Content starts

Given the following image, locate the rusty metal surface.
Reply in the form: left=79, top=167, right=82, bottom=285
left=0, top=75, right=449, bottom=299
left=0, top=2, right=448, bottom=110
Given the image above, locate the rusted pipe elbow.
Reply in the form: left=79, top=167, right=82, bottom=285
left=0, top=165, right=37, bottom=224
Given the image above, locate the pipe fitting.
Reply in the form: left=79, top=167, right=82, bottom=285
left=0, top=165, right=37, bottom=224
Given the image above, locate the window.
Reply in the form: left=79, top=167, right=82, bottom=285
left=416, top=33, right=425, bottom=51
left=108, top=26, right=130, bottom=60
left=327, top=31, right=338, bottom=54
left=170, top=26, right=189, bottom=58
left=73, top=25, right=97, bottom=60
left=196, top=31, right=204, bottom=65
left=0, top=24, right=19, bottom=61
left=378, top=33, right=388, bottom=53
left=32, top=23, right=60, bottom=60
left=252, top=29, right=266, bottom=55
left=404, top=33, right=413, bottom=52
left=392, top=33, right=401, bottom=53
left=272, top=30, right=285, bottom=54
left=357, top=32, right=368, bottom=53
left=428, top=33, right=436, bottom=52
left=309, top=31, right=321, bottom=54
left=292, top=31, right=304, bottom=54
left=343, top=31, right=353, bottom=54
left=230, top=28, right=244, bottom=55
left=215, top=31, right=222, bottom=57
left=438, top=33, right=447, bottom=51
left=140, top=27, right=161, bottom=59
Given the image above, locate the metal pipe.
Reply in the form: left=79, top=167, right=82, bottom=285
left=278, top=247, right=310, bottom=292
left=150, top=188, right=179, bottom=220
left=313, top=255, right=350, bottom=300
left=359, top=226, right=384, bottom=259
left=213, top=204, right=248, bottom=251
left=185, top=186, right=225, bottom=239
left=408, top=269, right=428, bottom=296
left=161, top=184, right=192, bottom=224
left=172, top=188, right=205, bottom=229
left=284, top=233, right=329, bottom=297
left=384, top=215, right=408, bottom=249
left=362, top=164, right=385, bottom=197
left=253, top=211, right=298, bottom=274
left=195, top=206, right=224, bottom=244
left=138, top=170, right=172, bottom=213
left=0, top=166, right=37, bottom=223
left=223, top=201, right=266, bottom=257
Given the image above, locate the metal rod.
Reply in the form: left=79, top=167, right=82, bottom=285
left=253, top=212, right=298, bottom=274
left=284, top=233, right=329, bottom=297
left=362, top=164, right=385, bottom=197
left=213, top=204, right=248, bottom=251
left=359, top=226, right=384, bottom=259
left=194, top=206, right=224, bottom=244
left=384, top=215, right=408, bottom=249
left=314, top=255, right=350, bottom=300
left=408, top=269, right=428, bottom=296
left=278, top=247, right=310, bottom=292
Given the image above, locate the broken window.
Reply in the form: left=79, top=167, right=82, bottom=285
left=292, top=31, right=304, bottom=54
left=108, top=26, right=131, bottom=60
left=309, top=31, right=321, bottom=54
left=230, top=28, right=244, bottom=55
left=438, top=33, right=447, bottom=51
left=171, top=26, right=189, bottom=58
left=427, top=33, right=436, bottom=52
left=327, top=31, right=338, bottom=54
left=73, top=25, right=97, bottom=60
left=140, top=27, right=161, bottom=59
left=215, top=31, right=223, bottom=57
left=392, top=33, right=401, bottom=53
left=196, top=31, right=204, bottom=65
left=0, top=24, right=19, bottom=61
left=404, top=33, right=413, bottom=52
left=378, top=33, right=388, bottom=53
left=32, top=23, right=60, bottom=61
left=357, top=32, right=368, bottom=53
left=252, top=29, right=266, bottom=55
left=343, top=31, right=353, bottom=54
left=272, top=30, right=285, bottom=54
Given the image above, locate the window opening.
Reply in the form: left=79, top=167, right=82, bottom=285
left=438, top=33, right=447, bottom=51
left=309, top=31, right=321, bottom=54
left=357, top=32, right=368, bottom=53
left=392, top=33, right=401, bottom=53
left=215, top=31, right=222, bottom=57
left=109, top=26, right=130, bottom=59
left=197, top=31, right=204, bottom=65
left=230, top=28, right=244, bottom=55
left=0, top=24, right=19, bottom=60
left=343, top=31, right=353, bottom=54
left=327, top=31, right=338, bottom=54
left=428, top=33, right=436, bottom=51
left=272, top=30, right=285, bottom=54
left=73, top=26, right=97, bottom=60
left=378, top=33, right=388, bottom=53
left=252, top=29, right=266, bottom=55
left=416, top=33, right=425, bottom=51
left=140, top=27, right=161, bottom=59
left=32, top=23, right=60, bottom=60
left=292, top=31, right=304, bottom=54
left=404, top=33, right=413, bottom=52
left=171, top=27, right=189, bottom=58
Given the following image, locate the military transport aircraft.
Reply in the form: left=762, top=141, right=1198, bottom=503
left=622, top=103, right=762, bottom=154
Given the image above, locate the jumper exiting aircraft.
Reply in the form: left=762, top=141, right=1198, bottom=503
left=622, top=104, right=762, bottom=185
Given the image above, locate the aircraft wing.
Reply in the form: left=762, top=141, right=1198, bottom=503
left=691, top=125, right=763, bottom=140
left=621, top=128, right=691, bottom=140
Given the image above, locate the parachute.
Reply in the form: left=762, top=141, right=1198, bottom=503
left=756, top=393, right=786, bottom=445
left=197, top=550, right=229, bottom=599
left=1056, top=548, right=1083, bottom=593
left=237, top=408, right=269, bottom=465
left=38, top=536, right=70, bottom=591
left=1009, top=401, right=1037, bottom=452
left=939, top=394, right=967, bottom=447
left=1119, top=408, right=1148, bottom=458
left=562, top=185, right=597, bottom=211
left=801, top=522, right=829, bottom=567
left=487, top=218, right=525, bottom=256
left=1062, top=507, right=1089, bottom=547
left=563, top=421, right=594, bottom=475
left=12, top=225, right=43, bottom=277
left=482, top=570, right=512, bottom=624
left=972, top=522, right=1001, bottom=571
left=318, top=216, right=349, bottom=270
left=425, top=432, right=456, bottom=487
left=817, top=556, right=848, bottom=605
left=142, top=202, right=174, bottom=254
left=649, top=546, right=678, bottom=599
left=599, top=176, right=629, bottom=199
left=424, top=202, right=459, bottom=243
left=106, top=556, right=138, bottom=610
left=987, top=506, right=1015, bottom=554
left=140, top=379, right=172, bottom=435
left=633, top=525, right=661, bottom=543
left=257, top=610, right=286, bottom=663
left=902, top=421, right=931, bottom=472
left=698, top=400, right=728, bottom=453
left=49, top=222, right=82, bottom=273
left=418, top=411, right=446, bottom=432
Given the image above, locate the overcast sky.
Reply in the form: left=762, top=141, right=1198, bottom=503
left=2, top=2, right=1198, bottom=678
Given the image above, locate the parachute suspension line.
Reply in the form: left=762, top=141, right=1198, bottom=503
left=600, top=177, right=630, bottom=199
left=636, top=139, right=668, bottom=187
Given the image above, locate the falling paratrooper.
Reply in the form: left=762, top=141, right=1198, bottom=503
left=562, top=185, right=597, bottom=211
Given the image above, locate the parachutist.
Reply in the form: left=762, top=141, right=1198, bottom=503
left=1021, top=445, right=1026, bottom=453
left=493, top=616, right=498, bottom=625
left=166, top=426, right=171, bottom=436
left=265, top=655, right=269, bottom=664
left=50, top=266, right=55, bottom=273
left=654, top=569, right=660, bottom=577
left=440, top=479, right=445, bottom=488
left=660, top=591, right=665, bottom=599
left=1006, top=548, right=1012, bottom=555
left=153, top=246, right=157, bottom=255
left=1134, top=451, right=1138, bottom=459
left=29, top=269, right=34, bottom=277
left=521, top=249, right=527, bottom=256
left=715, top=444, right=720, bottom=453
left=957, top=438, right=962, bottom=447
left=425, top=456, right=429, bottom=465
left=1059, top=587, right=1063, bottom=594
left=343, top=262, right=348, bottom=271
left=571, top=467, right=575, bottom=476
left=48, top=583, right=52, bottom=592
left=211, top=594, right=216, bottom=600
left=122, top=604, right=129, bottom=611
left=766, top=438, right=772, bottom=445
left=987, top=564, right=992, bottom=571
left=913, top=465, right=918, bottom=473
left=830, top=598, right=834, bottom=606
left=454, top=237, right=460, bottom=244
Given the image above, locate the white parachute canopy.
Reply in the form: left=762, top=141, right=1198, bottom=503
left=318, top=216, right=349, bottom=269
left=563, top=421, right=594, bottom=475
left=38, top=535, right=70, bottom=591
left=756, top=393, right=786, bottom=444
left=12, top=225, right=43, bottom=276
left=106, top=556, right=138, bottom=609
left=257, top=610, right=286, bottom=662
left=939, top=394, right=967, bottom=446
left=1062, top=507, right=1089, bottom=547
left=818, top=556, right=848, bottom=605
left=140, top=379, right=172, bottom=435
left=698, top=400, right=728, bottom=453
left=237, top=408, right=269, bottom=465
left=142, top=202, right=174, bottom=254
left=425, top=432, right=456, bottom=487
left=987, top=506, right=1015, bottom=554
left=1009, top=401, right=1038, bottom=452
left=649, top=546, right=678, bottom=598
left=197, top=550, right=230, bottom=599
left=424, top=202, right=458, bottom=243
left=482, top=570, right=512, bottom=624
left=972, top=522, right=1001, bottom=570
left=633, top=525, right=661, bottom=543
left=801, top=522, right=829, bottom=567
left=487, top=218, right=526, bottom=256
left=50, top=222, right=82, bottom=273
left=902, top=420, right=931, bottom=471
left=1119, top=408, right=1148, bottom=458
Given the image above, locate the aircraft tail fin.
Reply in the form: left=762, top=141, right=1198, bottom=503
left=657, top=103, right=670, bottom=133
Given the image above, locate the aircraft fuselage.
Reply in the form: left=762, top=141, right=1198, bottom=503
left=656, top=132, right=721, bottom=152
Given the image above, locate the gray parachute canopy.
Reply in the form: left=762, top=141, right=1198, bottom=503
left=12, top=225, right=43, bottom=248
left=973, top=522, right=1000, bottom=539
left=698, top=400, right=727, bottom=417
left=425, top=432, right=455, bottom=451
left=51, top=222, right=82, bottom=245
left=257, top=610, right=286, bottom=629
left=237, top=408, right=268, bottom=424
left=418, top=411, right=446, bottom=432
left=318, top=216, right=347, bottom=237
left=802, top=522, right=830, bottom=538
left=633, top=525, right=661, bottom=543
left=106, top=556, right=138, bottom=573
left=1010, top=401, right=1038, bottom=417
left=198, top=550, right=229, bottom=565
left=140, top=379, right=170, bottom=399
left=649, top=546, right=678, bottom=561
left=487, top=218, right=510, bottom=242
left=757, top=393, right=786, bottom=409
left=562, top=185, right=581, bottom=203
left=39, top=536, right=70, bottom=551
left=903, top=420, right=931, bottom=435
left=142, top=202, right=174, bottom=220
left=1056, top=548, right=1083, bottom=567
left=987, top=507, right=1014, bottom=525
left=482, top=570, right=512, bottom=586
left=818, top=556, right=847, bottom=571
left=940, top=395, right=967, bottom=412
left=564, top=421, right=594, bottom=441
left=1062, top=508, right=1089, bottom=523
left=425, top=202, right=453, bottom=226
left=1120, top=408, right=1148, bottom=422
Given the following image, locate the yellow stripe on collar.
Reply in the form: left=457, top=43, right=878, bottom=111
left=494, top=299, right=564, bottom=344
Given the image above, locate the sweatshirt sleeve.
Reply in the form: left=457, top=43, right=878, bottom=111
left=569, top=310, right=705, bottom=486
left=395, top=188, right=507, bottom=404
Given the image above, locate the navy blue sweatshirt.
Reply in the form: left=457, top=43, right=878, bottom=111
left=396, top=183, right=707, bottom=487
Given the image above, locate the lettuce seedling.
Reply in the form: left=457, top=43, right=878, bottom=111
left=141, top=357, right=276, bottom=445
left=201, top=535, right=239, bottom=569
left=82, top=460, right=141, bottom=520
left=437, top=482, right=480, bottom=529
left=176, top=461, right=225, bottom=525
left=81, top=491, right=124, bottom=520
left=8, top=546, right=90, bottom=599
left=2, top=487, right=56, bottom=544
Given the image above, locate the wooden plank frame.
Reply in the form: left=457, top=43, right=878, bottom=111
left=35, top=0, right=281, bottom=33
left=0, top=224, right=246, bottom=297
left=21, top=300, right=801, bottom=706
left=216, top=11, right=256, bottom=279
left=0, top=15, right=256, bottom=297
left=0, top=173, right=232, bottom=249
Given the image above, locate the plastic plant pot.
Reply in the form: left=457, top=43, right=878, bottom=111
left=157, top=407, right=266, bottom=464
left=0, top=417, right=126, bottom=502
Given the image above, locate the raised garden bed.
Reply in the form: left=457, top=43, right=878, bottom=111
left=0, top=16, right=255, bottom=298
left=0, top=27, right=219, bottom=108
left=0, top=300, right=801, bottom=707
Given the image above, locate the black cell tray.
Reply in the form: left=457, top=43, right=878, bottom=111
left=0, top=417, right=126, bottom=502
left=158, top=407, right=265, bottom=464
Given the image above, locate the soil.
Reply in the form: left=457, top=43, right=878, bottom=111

Content ends

Take the lines from the start of the records through the line holding "Given the image above, locate the rusted", both included, and please print them exactly, with nothing else.

| ANSWER AREA |
Given the following image, locate the rusty metal surface.
Reply in the form: left=79, top=167, right=82, bottom=285
left=0, top=75, right=449, bottom=299
left=0, top=2, right=448, bottom=110
Given the image above, locate the rusted pipe elbow.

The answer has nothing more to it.